### Instructions to follow:
Would you reproduce exactly the lines below from the one holding "TARGET = ridgeline" through the one holding "TARGET = shallow water", inclusive, and no others?

[Start of Attachment]

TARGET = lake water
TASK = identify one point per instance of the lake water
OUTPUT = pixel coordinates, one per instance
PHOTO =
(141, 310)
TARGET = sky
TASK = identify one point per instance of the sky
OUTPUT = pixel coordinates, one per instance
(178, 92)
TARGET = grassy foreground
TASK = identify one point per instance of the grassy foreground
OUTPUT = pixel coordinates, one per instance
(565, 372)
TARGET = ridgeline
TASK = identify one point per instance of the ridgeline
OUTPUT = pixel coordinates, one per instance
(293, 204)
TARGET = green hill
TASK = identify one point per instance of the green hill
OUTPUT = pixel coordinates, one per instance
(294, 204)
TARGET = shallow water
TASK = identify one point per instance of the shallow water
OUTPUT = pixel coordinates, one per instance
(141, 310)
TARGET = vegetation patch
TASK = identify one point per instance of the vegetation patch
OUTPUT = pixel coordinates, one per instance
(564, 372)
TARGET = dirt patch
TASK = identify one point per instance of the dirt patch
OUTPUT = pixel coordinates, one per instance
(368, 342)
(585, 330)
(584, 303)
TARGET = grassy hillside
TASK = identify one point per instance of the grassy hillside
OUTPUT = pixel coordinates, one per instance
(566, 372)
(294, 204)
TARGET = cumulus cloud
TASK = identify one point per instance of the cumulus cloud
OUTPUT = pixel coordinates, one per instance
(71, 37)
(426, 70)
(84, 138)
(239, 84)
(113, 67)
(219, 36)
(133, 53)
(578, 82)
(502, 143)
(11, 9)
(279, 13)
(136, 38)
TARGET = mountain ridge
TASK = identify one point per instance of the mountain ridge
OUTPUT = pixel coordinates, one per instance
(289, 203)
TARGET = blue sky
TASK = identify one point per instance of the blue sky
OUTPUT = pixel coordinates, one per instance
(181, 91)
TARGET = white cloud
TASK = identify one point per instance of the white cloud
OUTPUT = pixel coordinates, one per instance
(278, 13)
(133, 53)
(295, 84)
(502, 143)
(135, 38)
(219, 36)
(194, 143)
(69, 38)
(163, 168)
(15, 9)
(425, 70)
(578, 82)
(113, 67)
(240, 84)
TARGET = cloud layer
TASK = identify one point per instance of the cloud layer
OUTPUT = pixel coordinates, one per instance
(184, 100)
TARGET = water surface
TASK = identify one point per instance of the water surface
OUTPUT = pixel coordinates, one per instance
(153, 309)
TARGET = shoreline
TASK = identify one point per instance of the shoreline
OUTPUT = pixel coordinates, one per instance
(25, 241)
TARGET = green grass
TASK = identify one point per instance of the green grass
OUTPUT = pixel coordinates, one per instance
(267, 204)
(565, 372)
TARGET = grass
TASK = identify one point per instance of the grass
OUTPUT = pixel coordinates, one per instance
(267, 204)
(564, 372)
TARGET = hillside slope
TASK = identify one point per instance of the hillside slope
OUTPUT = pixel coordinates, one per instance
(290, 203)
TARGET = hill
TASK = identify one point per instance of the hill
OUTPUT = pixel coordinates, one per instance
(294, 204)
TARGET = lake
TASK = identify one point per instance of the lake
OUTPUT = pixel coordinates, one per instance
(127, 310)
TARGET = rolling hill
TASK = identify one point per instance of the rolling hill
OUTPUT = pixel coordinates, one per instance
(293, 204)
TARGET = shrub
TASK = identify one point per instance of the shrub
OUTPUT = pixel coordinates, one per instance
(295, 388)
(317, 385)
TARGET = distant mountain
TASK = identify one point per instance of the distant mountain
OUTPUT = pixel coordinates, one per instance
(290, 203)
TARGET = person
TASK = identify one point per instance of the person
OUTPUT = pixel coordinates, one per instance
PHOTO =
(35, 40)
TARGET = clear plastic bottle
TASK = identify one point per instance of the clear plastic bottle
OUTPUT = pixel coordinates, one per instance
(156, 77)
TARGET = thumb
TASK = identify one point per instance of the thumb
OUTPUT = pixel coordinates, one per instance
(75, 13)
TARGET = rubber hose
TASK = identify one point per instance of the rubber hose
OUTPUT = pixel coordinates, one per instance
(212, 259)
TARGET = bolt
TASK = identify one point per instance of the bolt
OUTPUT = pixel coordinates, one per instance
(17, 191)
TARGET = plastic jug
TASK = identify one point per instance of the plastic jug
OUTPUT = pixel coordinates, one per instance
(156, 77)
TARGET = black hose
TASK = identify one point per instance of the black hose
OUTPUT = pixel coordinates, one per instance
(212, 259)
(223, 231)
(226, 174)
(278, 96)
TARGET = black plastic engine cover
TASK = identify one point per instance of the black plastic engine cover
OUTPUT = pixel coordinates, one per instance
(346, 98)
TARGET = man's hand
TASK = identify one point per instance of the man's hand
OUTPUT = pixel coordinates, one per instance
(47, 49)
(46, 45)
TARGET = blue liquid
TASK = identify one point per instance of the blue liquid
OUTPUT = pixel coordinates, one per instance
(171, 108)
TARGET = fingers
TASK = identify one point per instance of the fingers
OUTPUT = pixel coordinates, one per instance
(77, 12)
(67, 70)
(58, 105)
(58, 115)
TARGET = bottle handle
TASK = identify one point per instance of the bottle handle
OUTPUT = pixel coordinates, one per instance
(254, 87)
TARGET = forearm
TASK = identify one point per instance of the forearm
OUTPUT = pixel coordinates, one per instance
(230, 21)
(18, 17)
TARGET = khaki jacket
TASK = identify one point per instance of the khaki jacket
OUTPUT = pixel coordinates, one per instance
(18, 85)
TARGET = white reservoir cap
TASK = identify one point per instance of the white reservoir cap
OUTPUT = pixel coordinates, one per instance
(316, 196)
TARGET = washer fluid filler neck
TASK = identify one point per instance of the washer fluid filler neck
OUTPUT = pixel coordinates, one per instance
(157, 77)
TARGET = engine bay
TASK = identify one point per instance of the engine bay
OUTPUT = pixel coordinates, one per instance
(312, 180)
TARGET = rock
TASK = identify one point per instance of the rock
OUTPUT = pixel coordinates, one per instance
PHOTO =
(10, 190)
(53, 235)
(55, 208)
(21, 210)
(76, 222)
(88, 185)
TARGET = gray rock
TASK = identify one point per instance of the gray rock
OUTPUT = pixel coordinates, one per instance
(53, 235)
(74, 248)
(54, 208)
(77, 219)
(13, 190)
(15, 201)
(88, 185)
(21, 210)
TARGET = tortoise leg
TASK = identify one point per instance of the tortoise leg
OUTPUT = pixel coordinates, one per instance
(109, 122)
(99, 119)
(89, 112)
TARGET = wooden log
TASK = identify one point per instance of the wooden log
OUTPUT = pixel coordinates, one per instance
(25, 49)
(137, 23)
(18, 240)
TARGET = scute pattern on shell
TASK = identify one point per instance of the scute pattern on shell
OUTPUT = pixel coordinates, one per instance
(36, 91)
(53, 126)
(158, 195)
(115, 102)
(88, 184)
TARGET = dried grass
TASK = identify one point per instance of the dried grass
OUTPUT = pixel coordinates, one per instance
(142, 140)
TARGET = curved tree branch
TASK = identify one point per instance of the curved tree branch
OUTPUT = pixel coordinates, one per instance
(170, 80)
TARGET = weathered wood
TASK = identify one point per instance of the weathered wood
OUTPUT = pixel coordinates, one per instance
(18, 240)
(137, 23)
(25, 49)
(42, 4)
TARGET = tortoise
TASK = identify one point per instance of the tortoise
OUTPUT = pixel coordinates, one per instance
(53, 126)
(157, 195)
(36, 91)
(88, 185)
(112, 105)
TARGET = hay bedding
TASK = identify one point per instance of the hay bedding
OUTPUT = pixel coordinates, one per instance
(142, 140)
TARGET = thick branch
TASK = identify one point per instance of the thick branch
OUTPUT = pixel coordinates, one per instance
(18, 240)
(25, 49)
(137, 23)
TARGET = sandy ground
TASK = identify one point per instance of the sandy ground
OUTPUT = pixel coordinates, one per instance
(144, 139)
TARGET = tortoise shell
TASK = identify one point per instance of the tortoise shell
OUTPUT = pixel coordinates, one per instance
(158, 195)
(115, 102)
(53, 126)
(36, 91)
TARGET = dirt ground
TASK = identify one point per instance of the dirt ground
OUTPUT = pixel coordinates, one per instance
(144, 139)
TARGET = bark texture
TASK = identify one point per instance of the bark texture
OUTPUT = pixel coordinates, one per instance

[End of Attachment]

### The answer:
TARGET = ridgeline
TASK = identify one point per instance of the ridgeline
OUTPUT = pixel coordinates, one per instance
(293, 204)
TARGET = green hill
TASK = identify one point per instance of the green hill
OUTPUT = pixel coordinates, one per instance
(294, 204)
TARGET = shallow water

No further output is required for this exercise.